WHAT THIS TASK INVOLVES
Copy the forum thread from the words "ESMF mesh and" through the words "section set to ?", substituting "the launcher" for "payu".

ESMF mesh and MOM6 domain masks are inconsistent

This check occurs before the model even runs - this is during payu setup. So I don’t see how it can be related to changing the masktable.

Its a bit concerning is says the max availabe PEs is 0.

What is ocn_ntasks / ocn_nthreads / ocn_pestride / ocn_rootpe in the PELAYOUT_attributes section set to ?

If you push your config to github ill have a look.

1 Like

Ok just summarising my latest progress.

Remember I had trouble running @Helen’s original configuration (140 x 249 Tasmanian domain at 0.05 resolution requesting 100 CPUs on a 10x10 layout) so I attempted to incrementally change @mmr 's original config (70x125 at 0.1 with 16 CPUs on a 4x4)

I’ve been able to run @mmr0 's configuration for the following layouts:

Layout Runtime
4x4 09:48
8x8 05:12
10x10 04:07
12x12 03:49

All of these worked with no mask table in MOM_layout

I then regenerated the 10x10 layout but using the higher resolution grid (i.e 140x249 (0.05 resolution).

EXCERPTED RECORDS

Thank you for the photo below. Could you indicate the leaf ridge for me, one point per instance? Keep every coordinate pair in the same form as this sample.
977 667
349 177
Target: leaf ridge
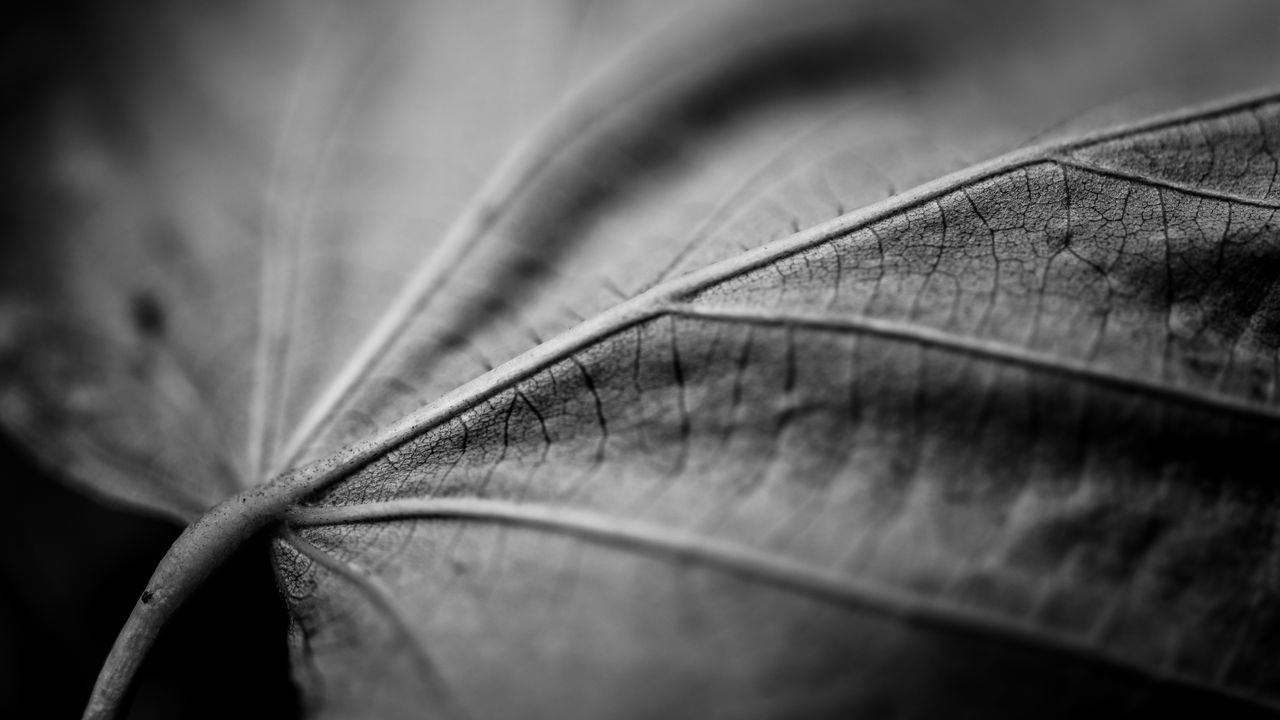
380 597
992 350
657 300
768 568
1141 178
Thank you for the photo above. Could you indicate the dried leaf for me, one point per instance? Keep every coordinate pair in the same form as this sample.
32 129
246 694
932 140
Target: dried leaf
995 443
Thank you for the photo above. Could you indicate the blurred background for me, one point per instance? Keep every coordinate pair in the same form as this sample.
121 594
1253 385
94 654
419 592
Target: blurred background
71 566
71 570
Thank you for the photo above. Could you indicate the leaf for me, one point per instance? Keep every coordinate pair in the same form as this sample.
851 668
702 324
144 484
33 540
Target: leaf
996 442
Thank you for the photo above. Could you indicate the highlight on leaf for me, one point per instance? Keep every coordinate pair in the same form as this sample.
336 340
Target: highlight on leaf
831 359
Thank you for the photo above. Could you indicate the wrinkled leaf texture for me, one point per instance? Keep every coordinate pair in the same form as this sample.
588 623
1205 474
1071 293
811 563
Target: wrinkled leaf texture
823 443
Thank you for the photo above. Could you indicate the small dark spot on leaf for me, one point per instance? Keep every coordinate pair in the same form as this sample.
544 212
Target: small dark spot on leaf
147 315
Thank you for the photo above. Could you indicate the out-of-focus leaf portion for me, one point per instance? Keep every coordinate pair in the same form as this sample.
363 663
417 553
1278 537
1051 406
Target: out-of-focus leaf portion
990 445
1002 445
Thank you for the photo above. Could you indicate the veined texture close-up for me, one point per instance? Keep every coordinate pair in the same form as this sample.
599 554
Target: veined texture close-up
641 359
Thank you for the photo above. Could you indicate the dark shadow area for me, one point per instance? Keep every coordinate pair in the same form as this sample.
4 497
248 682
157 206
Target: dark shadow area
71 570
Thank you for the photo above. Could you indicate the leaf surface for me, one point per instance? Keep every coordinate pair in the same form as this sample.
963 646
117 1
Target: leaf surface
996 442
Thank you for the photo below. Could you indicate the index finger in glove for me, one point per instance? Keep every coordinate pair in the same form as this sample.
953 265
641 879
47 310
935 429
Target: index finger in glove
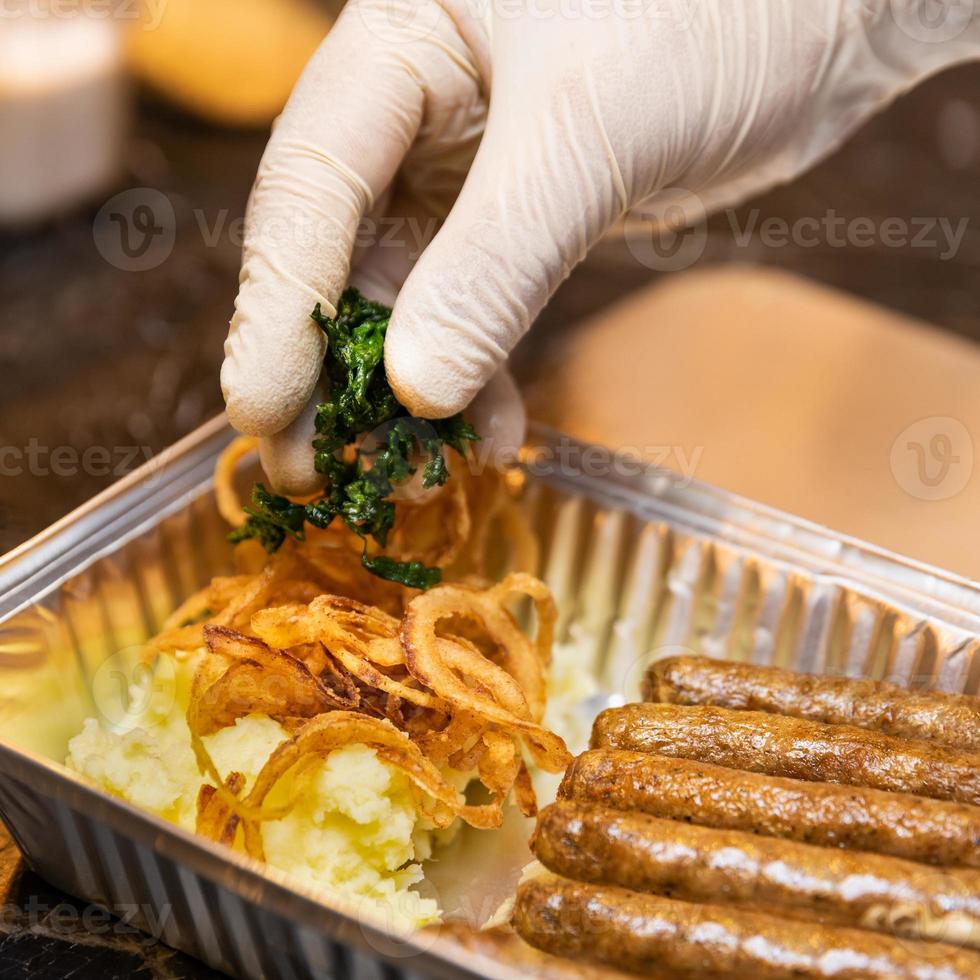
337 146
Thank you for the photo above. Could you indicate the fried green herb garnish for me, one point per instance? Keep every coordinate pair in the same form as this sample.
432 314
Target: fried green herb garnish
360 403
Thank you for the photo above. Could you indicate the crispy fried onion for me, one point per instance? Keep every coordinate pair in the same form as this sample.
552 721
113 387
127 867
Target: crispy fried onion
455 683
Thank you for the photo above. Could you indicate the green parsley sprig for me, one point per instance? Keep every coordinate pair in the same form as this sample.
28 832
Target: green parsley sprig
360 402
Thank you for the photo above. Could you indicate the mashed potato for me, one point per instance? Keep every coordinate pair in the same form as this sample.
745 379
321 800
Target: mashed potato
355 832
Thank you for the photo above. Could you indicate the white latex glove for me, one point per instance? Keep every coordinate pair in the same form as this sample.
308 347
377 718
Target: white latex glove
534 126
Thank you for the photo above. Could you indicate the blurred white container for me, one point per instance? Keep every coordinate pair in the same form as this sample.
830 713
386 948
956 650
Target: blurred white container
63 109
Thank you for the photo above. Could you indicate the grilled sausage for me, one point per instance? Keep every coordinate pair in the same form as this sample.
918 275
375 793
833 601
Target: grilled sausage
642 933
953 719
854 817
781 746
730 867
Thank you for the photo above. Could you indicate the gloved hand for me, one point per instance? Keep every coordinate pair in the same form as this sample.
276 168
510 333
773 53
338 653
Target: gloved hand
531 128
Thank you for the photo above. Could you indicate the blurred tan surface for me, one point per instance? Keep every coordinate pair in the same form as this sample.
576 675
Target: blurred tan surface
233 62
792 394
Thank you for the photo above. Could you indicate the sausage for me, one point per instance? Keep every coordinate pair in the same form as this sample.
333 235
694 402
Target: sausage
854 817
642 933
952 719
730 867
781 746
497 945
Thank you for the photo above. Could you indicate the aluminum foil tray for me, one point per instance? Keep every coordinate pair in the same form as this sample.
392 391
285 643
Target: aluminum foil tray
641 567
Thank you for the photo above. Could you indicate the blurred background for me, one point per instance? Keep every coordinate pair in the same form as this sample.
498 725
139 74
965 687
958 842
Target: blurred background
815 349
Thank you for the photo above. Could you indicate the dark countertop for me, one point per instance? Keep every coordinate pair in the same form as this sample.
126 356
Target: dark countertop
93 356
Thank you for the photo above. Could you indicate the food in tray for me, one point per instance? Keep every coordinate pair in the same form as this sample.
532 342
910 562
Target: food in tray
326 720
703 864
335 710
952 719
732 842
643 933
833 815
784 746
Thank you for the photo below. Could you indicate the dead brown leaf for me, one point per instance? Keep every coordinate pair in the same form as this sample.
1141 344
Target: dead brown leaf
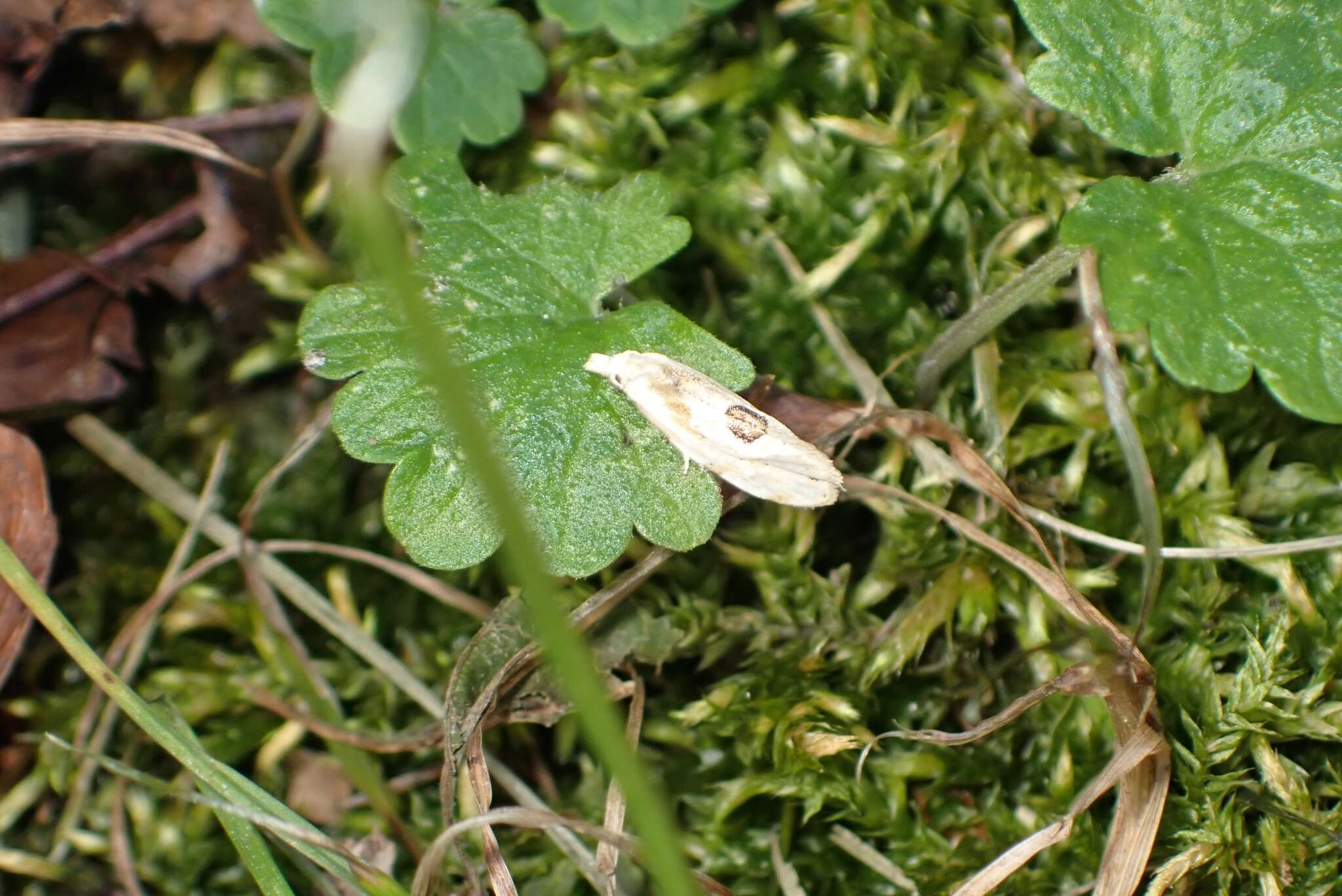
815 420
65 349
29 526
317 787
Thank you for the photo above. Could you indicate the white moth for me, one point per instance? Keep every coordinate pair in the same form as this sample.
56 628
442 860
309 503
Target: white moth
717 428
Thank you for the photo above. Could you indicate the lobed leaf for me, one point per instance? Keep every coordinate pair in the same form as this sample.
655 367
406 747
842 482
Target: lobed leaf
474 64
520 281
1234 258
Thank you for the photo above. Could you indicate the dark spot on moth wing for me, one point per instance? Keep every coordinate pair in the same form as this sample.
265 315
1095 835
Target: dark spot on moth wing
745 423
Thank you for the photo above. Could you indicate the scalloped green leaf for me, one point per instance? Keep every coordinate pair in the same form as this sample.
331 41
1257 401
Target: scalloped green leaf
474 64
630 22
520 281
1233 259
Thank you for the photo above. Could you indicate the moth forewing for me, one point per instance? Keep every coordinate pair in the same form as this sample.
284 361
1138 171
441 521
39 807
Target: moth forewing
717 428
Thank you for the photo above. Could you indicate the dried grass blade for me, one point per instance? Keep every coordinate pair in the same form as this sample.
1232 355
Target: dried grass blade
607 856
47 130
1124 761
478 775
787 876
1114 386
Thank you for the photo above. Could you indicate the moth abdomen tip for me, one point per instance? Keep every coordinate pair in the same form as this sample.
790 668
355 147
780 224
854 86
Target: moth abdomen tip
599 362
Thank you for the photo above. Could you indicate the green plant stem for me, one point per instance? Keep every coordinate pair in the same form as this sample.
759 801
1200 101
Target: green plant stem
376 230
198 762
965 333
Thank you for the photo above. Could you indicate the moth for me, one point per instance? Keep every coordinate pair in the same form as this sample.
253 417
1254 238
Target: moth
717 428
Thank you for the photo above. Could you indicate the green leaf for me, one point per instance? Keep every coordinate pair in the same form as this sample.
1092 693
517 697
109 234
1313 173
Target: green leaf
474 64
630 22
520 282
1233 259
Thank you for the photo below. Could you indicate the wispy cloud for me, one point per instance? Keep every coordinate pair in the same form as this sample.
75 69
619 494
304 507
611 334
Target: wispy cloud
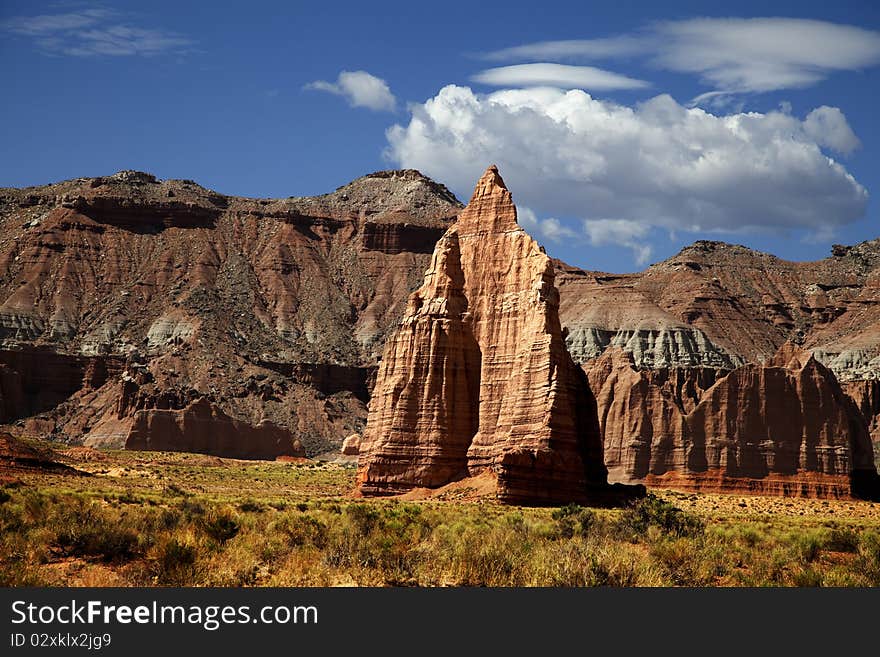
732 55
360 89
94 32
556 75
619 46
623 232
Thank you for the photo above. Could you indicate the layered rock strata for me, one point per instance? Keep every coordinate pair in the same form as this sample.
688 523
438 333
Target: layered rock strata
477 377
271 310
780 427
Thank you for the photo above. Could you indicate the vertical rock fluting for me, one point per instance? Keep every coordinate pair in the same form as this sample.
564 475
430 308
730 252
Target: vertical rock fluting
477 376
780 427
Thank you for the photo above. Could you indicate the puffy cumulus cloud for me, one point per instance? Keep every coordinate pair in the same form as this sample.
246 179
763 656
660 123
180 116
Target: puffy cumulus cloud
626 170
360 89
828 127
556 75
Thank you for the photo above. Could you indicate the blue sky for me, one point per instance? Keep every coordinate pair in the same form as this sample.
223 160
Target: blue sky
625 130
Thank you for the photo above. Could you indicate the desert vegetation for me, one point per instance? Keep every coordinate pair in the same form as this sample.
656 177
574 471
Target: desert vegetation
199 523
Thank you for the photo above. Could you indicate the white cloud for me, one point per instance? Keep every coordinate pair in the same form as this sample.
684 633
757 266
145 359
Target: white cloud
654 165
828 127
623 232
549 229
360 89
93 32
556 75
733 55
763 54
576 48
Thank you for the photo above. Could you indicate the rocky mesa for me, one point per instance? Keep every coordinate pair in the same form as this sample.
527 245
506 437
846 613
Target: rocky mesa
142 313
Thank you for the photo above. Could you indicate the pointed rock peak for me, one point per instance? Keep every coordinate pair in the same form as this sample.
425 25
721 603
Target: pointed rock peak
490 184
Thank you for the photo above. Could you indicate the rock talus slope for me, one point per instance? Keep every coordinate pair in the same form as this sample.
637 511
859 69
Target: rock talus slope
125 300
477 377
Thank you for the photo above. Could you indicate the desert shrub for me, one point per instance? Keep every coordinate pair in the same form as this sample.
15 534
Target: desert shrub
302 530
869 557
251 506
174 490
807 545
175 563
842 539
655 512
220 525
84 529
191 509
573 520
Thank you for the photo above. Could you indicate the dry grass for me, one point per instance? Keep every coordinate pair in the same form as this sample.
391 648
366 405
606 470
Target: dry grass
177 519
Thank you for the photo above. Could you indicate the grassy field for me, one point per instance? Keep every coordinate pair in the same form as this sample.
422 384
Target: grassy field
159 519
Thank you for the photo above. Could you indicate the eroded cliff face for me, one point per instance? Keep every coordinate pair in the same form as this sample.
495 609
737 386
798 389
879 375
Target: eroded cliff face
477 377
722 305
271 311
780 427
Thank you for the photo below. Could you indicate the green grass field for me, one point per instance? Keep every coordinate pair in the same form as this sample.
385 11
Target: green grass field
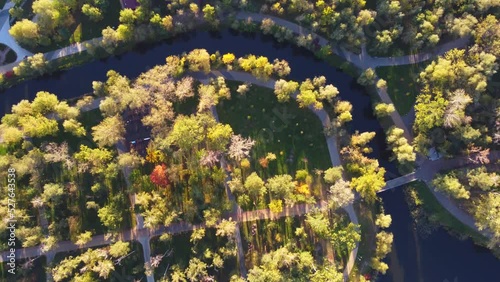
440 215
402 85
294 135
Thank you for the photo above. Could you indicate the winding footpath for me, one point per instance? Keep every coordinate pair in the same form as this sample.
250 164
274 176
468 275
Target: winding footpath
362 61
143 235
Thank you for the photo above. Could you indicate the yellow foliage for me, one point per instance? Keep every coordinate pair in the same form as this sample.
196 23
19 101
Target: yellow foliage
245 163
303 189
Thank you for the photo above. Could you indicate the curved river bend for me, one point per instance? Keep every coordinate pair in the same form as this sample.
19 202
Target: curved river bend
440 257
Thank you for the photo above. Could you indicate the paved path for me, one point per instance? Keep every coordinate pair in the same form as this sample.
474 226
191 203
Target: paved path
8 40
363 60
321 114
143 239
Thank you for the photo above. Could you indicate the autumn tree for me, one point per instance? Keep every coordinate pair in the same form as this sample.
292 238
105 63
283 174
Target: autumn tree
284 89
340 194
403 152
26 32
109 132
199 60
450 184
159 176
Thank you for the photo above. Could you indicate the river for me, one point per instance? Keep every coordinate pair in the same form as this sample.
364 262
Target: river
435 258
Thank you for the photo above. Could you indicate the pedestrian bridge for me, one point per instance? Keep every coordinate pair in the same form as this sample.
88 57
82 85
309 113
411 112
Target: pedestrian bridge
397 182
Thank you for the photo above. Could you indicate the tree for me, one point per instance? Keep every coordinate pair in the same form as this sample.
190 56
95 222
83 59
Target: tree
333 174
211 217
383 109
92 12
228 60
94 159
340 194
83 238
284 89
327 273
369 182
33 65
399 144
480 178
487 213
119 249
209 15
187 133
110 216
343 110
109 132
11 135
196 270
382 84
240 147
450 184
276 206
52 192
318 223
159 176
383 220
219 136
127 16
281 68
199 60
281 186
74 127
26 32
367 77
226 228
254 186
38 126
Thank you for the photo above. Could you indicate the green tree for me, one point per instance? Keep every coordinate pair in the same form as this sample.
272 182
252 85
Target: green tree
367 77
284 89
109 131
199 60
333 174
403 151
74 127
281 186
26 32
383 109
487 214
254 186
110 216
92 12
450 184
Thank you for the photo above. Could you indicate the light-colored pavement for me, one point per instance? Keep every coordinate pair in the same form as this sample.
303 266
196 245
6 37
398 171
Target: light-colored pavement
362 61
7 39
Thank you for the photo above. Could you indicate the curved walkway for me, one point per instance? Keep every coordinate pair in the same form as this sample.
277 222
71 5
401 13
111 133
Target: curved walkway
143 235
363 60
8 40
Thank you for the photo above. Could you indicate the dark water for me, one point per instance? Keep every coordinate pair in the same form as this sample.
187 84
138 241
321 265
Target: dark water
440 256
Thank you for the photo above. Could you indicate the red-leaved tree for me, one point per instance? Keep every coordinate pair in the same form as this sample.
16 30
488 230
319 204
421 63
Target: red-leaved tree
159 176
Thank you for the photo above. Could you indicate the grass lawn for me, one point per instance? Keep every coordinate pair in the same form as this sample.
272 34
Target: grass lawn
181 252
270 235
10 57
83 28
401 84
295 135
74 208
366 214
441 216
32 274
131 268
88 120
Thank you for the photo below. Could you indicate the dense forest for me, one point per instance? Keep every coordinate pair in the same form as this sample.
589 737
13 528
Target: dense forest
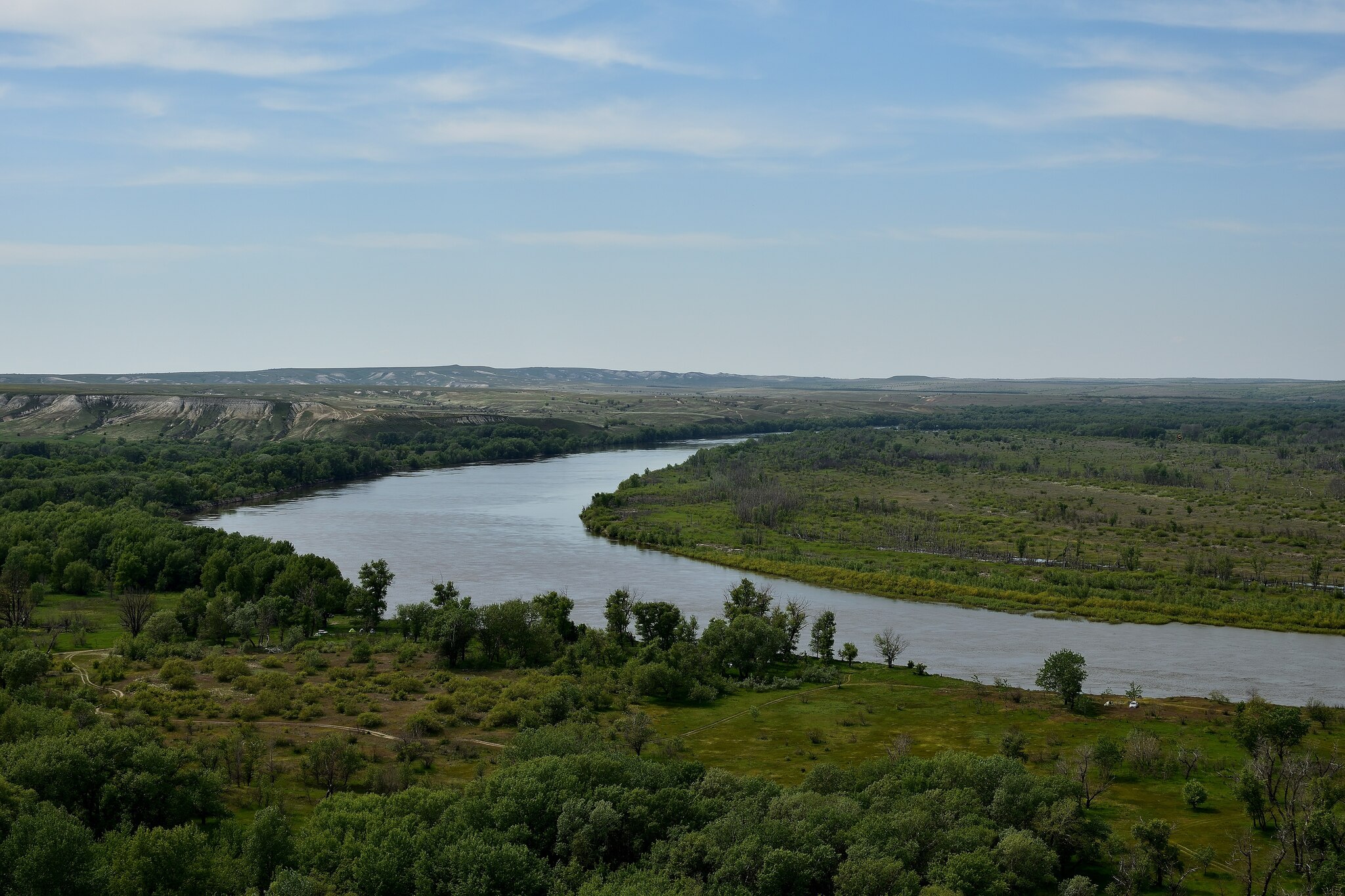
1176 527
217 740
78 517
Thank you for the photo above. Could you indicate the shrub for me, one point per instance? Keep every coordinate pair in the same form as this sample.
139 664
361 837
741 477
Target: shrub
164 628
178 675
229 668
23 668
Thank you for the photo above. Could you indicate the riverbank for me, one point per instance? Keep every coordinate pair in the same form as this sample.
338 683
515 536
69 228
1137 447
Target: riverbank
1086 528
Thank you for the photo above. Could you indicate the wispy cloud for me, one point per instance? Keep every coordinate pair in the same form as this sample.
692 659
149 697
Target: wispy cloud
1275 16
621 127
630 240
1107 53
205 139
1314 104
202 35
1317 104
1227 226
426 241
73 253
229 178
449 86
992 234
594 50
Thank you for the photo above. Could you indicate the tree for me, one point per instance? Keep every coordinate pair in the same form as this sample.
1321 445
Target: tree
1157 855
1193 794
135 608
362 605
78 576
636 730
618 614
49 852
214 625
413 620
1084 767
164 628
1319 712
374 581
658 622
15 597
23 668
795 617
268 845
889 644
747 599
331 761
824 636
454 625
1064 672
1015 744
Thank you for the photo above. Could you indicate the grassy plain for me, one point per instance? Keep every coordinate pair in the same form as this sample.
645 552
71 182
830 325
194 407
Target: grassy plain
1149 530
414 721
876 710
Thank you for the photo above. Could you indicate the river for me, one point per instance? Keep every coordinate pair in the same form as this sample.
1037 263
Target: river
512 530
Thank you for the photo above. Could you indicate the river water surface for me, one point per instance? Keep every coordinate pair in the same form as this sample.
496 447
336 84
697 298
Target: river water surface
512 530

ANSWER TO THE TASK
ESMF mesh and MOM6 domain masks are inconsistent

This check occurs before the model even runs - this is during the launcher setup. So I don’t see how it can be related to changing the masktable.

Its a bit concerning is says the max availabe PEs is 0.

What is ocn_ntasks / ocn_nthreads / ocn_pestride / ocn_rootpe in the PELAYOUT_attributes section set to ?